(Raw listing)

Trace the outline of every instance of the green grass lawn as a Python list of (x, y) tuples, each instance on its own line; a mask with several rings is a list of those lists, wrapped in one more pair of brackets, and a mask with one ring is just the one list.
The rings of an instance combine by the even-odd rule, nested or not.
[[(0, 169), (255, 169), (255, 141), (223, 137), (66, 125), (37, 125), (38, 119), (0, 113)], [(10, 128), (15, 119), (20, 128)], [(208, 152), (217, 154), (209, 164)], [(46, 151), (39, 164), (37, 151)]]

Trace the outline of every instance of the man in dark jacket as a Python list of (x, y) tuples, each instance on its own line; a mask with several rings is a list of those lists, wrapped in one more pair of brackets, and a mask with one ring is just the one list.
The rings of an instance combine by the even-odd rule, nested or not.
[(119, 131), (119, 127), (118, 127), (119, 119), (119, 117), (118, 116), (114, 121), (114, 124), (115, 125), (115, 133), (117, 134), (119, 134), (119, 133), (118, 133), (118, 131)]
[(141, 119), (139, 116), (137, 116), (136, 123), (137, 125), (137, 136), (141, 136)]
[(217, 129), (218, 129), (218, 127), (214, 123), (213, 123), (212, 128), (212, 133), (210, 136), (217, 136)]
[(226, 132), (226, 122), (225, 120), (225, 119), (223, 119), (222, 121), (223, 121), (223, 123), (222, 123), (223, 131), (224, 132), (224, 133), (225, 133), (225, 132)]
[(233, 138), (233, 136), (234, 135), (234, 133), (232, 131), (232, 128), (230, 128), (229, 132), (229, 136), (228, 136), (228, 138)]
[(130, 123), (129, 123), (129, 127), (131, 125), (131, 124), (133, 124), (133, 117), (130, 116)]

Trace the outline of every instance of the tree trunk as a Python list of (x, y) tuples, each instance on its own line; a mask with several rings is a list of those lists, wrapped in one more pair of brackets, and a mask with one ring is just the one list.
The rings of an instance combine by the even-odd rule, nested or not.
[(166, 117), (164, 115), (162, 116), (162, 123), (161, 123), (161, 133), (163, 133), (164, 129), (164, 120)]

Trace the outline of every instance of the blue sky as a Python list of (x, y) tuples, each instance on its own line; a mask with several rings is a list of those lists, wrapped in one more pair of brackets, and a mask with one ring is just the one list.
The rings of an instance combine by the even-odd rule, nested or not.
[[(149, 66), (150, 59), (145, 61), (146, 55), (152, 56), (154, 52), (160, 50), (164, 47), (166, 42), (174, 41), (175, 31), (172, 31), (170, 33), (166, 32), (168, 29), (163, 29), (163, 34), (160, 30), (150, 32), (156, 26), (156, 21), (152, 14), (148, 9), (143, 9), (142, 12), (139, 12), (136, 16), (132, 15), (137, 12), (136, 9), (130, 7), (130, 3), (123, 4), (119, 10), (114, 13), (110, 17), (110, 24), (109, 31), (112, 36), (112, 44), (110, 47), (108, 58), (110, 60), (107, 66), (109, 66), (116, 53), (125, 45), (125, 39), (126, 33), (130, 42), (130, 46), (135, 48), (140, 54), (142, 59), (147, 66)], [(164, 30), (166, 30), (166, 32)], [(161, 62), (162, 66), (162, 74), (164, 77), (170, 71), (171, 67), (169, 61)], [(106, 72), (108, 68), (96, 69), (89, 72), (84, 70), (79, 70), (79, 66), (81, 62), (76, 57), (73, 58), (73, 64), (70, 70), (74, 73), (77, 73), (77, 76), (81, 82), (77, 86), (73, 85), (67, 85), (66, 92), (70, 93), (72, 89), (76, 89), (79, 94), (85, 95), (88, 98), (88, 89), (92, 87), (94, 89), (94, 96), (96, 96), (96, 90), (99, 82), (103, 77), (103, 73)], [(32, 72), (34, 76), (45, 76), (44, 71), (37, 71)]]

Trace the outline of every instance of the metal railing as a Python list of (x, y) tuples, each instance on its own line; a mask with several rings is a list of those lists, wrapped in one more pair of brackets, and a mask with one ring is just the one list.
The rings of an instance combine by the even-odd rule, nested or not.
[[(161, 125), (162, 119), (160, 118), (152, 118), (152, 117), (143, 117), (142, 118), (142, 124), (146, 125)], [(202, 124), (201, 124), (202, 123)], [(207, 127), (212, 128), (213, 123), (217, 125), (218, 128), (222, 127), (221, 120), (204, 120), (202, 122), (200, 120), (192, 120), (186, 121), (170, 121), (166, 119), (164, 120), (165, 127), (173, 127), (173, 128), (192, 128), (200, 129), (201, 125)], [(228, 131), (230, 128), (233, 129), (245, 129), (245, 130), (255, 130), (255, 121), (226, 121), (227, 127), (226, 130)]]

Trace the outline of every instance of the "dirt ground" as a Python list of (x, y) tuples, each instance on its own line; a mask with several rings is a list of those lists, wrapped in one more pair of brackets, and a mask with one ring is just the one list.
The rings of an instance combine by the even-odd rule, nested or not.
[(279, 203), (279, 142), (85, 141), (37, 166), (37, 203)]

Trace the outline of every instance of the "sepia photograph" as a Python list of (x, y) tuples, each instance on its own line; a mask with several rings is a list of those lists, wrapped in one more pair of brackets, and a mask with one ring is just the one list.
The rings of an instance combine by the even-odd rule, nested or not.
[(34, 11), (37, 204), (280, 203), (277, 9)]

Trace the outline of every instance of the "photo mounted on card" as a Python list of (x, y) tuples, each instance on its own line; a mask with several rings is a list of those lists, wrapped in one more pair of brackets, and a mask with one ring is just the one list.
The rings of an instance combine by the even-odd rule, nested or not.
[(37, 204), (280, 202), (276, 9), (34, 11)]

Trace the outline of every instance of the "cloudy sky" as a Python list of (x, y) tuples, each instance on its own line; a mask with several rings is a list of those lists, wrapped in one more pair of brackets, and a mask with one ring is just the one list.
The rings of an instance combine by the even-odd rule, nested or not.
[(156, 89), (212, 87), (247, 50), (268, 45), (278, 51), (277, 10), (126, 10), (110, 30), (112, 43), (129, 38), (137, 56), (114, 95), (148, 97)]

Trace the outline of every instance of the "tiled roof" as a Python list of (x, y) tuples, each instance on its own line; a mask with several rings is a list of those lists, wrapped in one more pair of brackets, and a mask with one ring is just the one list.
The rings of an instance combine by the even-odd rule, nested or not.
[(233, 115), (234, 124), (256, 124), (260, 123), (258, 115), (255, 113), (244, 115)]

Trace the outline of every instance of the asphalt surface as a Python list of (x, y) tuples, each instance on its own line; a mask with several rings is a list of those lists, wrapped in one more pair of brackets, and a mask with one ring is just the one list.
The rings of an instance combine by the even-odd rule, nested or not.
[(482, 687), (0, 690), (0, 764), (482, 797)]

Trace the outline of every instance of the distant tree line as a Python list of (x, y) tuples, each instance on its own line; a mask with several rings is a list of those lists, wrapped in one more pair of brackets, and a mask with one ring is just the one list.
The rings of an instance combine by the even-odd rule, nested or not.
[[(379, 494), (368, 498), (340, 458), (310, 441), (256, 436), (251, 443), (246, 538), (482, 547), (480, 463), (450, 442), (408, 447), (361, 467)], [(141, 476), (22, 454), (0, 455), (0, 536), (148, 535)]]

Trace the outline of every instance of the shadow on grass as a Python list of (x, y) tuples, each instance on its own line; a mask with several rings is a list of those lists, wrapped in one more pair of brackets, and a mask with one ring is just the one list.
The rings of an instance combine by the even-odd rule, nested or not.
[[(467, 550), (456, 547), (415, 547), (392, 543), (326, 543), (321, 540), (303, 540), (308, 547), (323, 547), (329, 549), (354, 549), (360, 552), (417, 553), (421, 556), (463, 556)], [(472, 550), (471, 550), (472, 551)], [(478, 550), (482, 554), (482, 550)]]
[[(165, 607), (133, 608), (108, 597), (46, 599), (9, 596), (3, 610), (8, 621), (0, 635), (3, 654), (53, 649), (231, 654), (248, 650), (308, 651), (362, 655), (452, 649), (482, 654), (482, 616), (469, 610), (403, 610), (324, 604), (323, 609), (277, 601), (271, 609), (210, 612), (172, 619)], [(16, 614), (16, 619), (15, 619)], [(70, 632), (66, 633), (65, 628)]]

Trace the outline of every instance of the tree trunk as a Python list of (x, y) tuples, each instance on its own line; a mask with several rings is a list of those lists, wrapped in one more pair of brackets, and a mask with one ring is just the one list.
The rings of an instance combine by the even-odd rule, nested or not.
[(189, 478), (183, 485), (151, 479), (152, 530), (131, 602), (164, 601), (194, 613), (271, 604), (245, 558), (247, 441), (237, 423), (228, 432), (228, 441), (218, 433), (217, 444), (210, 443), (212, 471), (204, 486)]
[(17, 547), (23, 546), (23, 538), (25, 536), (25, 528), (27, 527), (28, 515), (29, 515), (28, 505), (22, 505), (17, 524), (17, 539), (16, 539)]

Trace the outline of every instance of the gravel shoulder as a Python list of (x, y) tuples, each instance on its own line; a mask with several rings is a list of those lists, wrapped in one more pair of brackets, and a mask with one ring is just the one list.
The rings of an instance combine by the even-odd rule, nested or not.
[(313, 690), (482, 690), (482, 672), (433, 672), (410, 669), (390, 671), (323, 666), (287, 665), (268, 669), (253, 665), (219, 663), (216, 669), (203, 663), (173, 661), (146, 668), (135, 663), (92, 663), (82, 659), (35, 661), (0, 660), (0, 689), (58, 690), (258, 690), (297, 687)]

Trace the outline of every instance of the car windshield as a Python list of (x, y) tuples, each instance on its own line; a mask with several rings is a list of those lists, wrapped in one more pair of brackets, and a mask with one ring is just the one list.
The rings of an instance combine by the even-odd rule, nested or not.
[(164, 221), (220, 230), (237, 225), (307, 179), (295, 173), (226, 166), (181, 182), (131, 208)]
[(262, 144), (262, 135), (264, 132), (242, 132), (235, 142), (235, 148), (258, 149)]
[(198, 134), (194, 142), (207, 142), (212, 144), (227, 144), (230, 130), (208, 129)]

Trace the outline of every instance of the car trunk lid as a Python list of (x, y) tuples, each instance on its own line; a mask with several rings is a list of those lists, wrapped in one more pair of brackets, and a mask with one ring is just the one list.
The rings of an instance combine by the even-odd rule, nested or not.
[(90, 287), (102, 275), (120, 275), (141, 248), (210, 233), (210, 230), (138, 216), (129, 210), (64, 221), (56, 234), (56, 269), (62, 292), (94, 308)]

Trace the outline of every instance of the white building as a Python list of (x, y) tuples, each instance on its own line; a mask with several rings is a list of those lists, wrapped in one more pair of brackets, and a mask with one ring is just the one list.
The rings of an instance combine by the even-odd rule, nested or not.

Directions
Lay out the stretch of the listing above from the line containing "Trace the outline of every instance of the distant" through the line containing "536), (148, 535)]]" as a two-column CSV with the header input,output. Put the text in the input column and its answer in the output column, each as one quoted field with line breaks turned into spaces.

Solution to this task
input,output
"Trace the outline of every instance of the distant tree line as a Python list of (x, y) tuples, each instance on its own line; a mask with several rings is a list of those lists, wrapped in one more pair of brackets, and a mask with one ring is just the one list. The rings of an instance combine by the even-odd rule, nested or not.","[[(379, 494), (368, 498), (340, 458), (310, 441), (256, 436), (251, 443), (246, 538), (482, 547), (480, 463), (450, 442), (408, 447), (361, 467)], [(141, 476), (22, 454), (0, 455), (0, 536), (148, 535)]]"